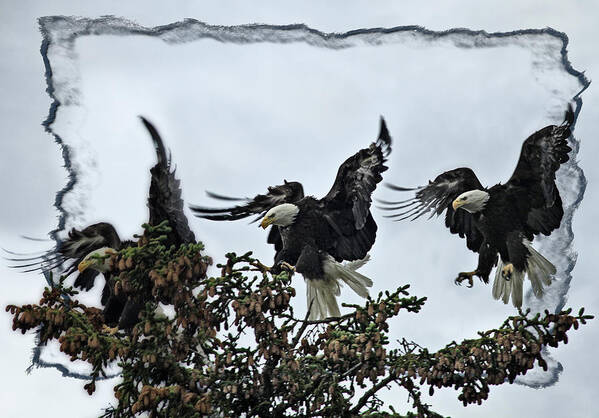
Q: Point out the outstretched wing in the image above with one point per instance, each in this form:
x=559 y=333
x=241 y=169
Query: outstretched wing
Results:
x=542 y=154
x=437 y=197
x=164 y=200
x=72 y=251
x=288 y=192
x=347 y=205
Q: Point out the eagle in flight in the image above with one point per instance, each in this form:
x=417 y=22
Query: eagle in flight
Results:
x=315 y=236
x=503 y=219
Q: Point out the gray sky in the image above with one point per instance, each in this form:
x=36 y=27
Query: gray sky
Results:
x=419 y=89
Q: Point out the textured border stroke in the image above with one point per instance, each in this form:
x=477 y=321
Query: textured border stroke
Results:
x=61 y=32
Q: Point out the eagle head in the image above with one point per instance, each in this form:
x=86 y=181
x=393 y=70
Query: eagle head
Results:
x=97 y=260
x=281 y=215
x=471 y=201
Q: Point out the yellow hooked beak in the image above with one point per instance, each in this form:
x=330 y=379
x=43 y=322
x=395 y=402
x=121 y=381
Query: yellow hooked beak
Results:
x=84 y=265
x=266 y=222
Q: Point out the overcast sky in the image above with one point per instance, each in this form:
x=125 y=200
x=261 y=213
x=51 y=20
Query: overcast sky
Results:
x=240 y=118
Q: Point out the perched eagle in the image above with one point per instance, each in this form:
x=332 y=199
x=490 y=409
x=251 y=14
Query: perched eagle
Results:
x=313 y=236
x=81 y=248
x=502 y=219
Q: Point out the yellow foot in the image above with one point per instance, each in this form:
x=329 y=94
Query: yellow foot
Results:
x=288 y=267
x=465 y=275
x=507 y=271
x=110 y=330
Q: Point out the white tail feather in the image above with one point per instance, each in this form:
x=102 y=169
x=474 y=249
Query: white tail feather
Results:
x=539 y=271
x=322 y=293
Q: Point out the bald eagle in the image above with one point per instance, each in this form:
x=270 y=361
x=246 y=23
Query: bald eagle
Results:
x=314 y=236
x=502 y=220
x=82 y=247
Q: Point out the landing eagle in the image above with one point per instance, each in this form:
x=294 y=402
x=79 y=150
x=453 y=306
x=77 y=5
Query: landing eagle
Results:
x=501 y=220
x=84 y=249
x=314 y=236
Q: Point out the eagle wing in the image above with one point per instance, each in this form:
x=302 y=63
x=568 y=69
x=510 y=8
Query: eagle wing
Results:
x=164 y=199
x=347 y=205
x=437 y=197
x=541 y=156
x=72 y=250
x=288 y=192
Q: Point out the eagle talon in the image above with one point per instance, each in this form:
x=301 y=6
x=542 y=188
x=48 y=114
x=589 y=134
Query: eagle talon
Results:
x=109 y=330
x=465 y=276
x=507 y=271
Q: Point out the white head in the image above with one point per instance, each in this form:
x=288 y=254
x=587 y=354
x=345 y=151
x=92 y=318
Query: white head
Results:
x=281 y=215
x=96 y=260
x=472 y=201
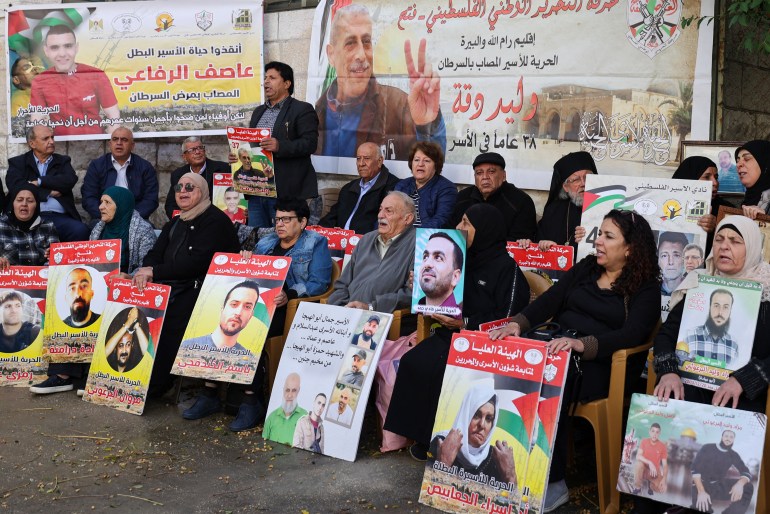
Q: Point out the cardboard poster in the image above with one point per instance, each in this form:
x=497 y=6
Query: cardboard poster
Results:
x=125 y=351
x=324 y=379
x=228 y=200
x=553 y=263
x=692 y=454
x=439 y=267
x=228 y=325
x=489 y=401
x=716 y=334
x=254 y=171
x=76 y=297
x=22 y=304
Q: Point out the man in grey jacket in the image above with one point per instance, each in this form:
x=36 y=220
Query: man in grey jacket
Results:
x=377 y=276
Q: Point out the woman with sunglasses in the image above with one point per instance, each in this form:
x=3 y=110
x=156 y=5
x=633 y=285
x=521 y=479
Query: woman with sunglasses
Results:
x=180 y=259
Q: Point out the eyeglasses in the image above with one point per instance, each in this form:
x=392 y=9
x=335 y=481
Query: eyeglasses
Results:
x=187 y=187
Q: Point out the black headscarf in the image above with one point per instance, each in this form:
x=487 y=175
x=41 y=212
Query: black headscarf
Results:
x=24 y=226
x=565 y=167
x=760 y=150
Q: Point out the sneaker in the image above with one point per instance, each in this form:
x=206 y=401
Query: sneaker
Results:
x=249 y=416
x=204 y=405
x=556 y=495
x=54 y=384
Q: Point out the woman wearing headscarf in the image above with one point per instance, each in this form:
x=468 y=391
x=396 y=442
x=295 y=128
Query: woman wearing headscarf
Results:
^^^^^^^^
▶ **Ziel der Aufgabe**: Gib die Daten ab der Zeile mit „Q: Point out the eagle wing“ bis einschließlich zum Ende der Daten vollständig erneut aus und verschiebe dabei jede Koordinate unter „Results“ um 58. Lass die Bildzeilen in der Ausgabe weg.

▶ **Fertige Lösung**:
Q: Point out the eagle wing in the image above with one point per instance, each in this form:
x=302 y=63
x=568 y=69
x=510 y=8
Query: eagle wing
Results:
x=222 y=257
x=405 y=263
x=495 y=255
x=599 y=214
x=130 y=308
x=346 y=250
Q: Point out the eagle talon in the image above with one point per instance, each in this form:
x=301 y=6
x=542 y=188
x=48 y=114
x=589 y=134
Query: eagle talon
Results:
x=167 y=388
x=523 y=334
x=565 y=329
Q: Point out the white head in the image above with one point per instance, each in this form:
x=288 y=254
x=587 y=354
x=345 y=151
x=92 y=318
Query: white head
Results:
x=339 y=273
x=154 y=318
x=530 y=259
Q: Point out the cardboard poster in the image above with one point per instance, each in this form:
x=497 y=6
Query: cardboard poster
Results:
x=183 y=409
x=382 y=437
x=286 y=258
x=611 y=321
x=750 y=512
x=497 y=325
x=286 y=383
x=547 y=459
x=774 y=392
x=312 y=229
x=134 y=355
x=80 y=362
Q: Point out the man in grey jacket in the image above with one point per instance, each in this form:
x=36 y=220
Query: man in grey jacket
Results:
x=435 y=334
Q: Point out the woman with sunglasses in the image above with one point per instance, each in this form:
x=3 y=110
x=156 y=5
x=633 y=285
x=521 y=479
Query: woman with sunglasses
Results:
x=238 y=317
Q: Point out the eyeglasses in the image above with one point per instance, each in this form:
x=392 y=9
x=335 y=481
Query: eyeglasses
Results:
x=245 y=245
Q: Point out the black headscarf in the image above with one point per instance, each in this form:
x=487 y=175
x=41 y=212
Query: black headscarf
Results:
x=82 y=284
x=623 y=225
x=818 y=208
Q: Point out the sneaker in the image above with one point per instance, each in this form:
x=206 y=401
Query: sneaker
Results:
x=307 y=474
x=262 y=463
x=614 y=553
x=112 y=442
Q: Point out the woman wearing headscarf in the image above with one point per instance, each in this form:
x=468 y=391
x=396 y=442
x=295 y=128
Query: woman wearing headscarf
Results:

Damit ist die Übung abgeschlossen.